• _AIM_:
Transcribe each of the following lines precisely as it is given, for every row.

Records in a dataset:
--------
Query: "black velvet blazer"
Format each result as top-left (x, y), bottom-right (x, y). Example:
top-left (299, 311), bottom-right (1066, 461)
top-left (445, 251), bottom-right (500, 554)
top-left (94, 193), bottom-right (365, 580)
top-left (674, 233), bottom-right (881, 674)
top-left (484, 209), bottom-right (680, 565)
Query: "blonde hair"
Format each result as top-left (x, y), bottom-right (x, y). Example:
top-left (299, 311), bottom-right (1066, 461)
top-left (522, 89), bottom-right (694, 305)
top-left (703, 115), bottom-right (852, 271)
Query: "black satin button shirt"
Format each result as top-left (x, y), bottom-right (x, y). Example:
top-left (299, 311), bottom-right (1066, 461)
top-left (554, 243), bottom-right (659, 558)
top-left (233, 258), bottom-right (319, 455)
--------
• _WORKED ANSWER_:
Query: "black velvet blazer"
Format each result as top-left (x, y), bottom-right (x, y). Example:
top-left (299, 311), bottom-right (1066, 461)
top-left (445, 251), bottom-right (500, 554)
top-left (94, 193), bottom-right (365, 580)
top-left (674, 233), bottom-right (881, 674)
top-left (484, 209), bottom-right (680, 565)
Query: "blonde hair"
Format each result as top-left (x, y), bottom-right (x, y). Example:
top-left (299, 311), bottom-right (1066, 461)
top-left (522, 89), bottom-right (694, 305)
top-left (703, 115), bottom-right (852, 271)
Query: "black satin button shirt"
Format each result as top-left (x, y), bottom-right (x, y). Example:
top-left (299, 311), bottom-right (1066, 461)
top-left (554, 243), bottom-right (659, 558)
top-left (233, 258), bottom-right (319, 455)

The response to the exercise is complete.